» **Brief**: Please copy the post below on filler tokens in language models word for word, in full.

» **Selected extract**:
One of my favorite AI papers is “Lets Think Dot By Dot”, which finds that LLMs can use meaningless filler tokens (like “.”) to improve their performance, but I was overestimating the implications until recently[1] and I think other people might be too.
The paper finds that LLMs can be trained to use filler tokens to increase their ability to do parallel reasoning tasks[2]. This has been compared to chain of thought, but CoT allows models to increase sequential reasoning, which is more powerful[3]. I now think this paper should be taken as evidence against LLMs ability to perform long-term reasoning[4] in secret[5].
This means that if a problem can be broken down into sub-problems, but the model isn’t wide enough to process it in one pass, the model can instead parallelize across multiple filler token positions and then combine the results. However, if the problem requires step-by-step thinking and the model isn’t deep enough, filler tokens don’t help. In comparison, Chain of Thought helps in both situations.
My metaphor for this is that filler tokens allow a model to dynamically increase the size of layers, but CoT allows the model to dynamically add layers.
Every layer in an LLM operates in parallel, so all input data must come from a previous layer. Attention allows layer n to collect data from layer n-1 from elsewhere in the context.
i, i+1 and i+2 all receive exactly the same inputs except for positional data and filler tokens.To continue sequential reasoning from a previous layer, the model either needs a deeper layer which can attend to the previous output directly, or the previous layer needs to output a meaningful token which can be fed in from the top.
This is a problem for filler tokens, since the network has the same depth at every input, and the only new information is the filler token and the positional information.

» **Supplied material**:
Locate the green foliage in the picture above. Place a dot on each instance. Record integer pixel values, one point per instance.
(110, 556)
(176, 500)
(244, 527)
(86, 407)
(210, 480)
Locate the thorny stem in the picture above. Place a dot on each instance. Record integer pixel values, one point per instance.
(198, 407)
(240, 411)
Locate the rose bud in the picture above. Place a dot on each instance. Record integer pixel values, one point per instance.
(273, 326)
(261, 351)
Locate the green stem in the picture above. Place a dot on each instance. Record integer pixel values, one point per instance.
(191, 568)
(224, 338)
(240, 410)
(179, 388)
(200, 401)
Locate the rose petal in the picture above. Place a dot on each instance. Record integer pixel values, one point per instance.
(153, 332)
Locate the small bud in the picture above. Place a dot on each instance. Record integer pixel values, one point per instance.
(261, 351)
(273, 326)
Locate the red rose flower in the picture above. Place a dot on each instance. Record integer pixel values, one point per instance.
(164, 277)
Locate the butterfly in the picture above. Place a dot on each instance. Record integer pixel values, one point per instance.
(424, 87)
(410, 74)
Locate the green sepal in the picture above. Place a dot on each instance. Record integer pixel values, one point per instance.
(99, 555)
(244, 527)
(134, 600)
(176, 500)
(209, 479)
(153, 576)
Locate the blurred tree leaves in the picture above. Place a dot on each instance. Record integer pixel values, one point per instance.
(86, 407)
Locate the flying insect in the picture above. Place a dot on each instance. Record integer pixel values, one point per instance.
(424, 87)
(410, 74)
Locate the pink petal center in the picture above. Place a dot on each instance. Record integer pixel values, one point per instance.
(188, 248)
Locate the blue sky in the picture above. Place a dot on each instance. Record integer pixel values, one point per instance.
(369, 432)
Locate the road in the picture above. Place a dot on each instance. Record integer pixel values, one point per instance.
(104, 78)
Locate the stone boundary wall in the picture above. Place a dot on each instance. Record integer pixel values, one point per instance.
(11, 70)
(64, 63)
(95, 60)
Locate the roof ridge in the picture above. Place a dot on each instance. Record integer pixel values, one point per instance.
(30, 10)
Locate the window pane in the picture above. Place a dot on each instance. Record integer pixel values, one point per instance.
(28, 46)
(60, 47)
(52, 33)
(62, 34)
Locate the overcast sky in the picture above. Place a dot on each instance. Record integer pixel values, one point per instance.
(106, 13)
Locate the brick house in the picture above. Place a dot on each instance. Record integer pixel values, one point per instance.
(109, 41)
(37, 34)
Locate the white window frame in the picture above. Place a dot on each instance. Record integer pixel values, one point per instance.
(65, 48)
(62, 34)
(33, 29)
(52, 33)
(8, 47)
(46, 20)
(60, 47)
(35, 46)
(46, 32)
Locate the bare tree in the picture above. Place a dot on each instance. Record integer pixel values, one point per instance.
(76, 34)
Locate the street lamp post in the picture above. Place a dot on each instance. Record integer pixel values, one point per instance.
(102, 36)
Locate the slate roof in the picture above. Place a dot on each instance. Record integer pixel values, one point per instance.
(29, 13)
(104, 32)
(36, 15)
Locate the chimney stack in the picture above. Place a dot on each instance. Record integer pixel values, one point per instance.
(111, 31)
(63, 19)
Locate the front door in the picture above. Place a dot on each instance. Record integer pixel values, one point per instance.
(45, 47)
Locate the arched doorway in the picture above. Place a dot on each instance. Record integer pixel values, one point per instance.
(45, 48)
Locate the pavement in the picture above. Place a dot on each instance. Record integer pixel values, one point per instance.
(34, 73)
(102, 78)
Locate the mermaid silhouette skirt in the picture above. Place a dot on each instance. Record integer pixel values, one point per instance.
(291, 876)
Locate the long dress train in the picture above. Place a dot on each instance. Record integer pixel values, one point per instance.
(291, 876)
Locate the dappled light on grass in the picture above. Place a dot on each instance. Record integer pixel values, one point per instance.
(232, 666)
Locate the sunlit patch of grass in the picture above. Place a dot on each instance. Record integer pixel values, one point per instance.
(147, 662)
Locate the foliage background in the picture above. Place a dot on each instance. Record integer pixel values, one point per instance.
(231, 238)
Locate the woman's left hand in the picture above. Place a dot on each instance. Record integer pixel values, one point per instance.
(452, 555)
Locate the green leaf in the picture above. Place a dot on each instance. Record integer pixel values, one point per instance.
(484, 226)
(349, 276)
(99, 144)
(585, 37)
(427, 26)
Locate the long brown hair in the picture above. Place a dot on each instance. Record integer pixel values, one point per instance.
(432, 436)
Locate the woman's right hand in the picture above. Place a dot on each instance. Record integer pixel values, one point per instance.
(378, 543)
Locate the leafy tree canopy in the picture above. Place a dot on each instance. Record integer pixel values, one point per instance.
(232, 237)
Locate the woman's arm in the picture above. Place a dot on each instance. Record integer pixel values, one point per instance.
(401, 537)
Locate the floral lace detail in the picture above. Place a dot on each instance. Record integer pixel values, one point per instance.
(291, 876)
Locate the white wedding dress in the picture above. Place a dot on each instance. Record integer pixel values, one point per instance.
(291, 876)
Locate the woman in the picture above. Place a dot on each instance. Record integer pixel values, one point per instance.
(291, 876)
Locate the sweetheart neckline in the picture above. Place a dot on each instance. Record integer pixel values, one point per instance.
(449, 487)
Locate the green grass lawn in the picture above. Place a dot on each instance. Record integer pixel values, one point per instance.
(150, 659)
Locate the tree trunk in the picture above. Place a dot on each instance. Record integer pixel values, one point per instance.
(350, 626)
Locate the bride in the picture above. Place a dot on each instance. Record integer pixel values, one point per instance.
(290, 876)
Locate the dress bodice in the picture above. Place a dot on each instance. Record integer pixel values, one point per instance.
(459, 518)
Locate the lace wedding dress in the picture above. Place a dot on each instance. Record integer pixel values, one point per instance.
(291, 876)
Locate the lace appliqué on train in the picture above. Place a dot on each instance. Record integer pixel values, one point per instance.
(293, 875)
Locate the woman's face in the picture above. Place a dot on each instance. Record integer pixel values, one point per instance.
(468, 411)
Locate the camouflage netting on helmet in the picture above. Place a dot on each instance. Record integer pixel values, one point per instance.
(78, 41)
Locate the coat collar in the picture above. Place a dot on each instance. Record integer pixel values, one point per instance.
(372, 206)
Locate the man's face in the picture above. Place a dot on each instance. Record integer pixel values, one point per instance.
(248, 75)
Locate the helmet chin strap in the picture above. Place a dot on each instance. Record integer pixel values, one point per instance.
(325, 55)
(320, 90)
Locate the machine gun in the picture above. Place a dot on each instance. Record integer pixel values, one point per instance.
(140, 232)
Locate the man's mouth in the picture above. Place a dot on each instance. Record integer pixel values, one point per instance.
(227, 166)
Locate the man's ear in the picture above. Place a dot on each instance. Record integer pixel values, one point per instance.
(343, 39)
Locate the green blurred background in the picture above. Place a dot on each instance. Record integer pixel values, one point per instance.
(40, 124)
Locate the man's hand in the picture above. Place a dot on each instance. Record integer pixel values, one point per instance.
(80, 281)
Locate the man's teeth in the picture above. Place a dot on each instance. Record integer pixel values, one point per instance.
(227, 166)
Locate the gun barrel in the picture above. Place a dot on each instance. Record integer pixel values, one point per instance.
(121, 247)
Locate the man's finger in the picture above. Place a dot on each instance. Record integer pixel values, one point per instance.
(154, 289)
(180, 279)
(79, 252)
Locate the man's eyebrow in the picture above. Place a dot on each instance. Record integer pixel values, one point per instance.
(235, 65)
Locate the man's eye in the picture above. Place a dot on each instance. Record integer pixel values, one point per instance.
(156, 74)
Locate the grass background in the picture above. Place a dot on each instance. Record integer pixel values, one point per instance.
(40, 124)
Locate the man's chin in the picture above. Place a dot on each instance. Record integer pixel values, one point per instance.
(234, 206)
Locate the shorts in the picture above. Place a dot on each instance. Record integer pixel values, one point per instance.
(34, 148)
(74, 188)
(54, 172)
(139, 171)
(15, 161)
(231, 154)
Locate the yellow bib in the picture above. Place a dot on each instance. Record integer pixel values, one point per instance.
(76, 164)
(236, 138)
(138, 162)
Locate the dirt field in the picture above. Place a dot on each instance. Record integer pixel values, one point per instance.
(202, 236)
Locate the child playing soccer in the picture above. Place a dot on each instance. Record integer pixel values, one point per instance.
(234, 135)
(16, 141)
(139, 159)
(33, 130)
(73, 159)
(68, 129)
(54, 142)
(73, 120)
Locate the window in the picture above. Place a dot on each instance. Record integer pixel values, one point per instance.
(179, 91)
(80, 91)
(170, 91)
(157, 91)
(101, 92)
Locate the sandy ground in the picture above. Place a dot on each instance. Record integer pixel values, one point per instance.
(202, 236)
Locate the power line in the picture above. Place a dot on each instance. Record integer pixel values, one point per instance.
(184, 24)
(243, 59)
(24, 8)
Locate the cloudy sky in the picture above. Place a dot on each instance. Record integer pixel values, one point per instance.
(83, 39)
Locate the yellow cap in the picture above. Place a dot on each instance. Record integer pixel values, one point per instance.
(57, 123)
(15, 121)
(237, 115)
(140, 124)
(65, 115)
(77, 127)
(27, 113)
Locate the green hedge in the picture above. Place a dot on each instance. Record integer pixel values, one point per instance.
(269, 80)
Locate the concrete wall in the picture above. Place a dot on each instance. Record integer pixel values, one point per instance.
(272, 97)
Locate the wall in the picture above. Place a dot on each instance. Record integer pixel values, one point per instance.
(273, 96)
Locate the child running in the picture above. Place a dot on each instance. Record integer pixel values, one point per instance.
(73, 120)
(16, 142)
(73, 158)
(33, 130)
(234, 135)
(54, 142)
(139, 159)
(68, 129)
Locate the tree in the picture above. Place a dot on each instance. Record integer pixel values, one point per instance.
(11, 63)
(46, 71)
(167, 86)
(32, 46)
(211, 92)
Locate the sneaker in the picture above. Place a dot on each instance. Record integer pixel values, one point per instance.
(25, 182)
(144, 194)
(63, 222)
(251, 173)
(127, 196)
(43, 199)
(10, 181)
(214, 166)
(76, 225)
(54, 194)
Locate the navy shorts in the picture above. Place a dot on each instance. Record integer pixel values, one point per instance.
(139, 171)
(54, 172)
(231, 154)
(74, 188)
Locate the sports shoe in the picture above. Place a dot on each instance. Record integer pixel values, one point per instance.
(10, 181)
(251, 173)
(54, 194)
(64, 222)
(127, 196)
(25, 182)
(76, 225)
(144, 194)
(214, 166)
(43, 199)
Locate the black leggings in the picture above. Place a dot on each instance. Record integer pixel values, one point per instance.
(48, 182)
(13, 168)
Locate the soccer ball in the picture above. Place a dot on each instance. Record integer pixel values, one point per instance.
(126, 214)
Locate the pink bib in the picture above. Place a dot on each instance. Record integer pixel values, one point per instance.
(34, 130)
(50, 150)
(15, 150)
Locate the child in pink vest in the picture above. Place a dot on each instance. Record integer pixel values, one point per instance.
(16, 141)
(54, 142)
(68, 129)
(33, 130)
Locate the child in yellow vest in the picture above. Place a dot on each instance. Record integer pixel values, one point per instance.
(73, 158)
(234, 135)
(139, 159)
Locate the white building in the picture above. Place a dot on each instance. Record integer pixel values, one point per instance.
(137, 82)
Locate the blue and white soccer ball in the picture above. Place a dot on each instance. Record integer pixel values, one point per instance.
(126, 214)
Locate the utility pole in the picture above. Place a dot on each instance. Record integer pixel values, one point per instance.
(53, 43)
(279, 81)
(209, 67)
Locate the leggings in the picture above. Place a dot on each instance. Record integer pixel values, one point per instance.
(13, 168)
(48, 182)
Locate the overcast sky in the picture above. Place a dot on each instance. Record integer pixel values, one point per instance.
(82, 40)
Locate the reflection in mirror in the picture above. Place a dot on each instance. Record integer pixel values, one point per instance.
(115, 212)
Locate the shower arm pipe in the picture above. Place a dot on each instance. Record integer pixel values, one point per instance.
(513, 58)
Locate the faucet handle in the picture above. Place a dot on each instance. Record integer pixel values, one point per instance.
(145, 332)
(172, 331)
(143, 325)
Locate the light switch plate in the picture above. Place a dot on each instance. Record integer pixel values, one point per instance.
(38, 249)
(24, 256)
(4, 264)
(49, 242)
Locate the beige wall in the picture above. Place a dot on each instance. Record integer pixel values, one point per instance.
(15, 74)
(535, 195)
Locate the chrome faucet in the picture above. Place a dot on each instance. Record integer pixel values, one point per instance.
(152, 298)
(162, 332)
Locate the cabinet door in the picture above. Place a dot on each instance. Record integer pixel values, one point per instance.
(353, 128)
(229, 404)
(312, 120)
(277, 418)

» **Solution to this problem**:
One of my favorite AI papers is “Lets Think Dot By Dot”, which finds that LLMs can use meaningless filler tokens (like “.”) to improve their performance, but I was overestimating the implications until recently[1] and I think other people might be too.
The paper finds that LLMs can be trained to use filler tokens to increase their ability to do parallel reasoning tasks[2]. This has been compared to chain of thought, but CoT allows models to increase sequential reasoning, which is more powerful[3]. I now think this paper should be taken as evidence against LLMs ability to perform long-term reasoning[4] in secret[5].
This means that if a problem can be broken down into sub-problems, but the model isn’t wide enough to process it in one pass, the model can instead parallelize across multiple filler token positions and then combine the results. However, if the problem requires step-by-step thinking and the model isn’t deep enough, filler tokens don’t help. In comparison, Chain of Thought helps in both situations.
My metaphor for this is that filler tokens allow a model to dynamically increase the size of layers, but CoT allows the model to dynamically add layers.
Every layer in an LLM operates in parallel, so all input data must come from a previous layer. Attention allows layer n to collect data from layer n-1 from elsewhere in the context.
i, i+1 and i+2 all receive exactly the same inputs except for positional data and filler tokens.To continue sequential reasoning from a previous layer, the model either needs a deeper layer which can attend to the previous output directly, or the previous layer needs to output a meaningful token which can be fed in from the top.
This is a problem for filler tokens, since the network has the same depth at every input, and the only new information is the filler token and the positional information.